Skip to main content

Thank You 500,000 readers

NYC's Met Working Through Financial Difficulties

The METROPOLITAN MUSEUM of ART in New York City is taking measures to rebound from more than a year of internal turmoil and financial difficulties, the Associated Press reports. Is the MET a GREAT institution in Decline eventually in collapse?
Following the logic of Republicans it would be okay, as long as taxes are reduced for those who avoid to contribute to the state taxes ... that serve the community.
And if so, a collapse, what is happening to the art? Given to SOTHEBY´s for an auction? Will the artwork of Jean-Théodore Dupas, his grand NORMANDIE St.Gobain panels "Char de Poseidon" be on the market? The MET is only subsidised by the city of New York.
by Earl of Cruise
CHAR DE POSEIDON - courtsey METROPOLITAN MESUM OF ART, New York
CHAR DE POSEIDON, carton displayed in the MuMa, Le Havre - courstsey Musée d´art modern André Malraux, Le Havre
My concern is a general, not only the art made for NORMANDIE.
The METROPOLITAN MUSEUM of ART, a behemoth of culture and wealth, is rebounding from more than a year of internal turmoil and financial problems. But we should make no mistake, there’s no immediate danger to the museum, which has endowments of $3 billion. But what if it would come to?

┄┄┄┄┄┄┄┄┄┄

Short task 1 — Quote each sentence that ends in a question mark in the post about the Met's financial difficulties.
Short task 2 — Write the next part of the post about the Met's financial difficulties, picking up after its final sentence.

Data section —

┄┄┄┄┄┄┄┄┄┄

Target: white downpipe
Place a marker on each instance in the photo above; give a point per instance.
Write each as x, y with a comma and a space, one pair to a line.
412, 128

┄┄┄┄┄┄┄┄┄┄

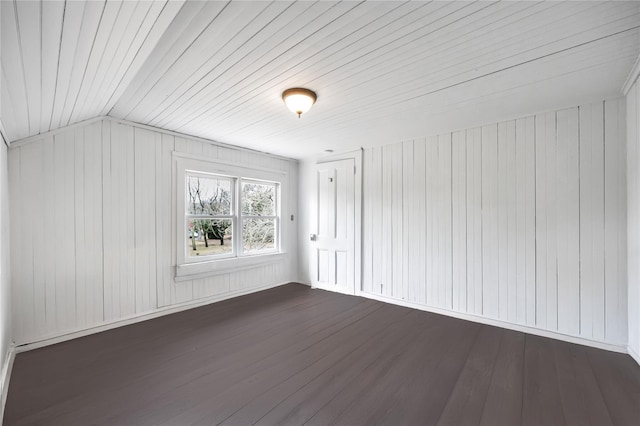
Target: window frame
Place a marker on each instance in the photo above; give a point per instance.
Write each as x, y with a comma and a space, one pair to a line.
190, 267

┄┄┄┄┄┄┄┄┄┄

Expected answer 1 —
- Is the MET a GREAT institution in Decline eventually in collapse?
- And if so, a collapse, what is happening to the art?
- Given to SOTHEBY´s for an auction?
- Will the artwork of Jean-Théodore Dupas, his grand NORMANDIE St.Gobain panels "Char de Poseidon" be on the market?
- But what if it would come to?

Expected answer 2 —
We’ve had financial challenges - significant ones - over the last couple of years that have culminated over the past year, and a rather significant need to reorganize the institution and to retrench our finances,” said Daniel Weiss, the museum’s president.
About 100 staff positions have been eliminated through buyouts and layoffs. The number of special exhibits staged each year is being slashed from 55 to about 40. A $600 million new wing that had been planned, but not fully financed, is postponed indefinitely. Instead, the Met will be focusing on more pressing capital needs, Weiss said, including spending as much as $100 million to replace a block-long “ocean of bad skylights” built in the 1930s over art galleries.
The deficit is not high compared to the total budget, but remember, these numbers are not just about the money: Donors want to back a winning story, and any indication that it’s not makes them skittish,” said Andrew Taylor, an arts management expert at Washington-based American University.
Here I do see a problem, these donations are done to please the donors, and with the special exibition their names are famed. This is not what preserving art for the future as the heritage it is should be.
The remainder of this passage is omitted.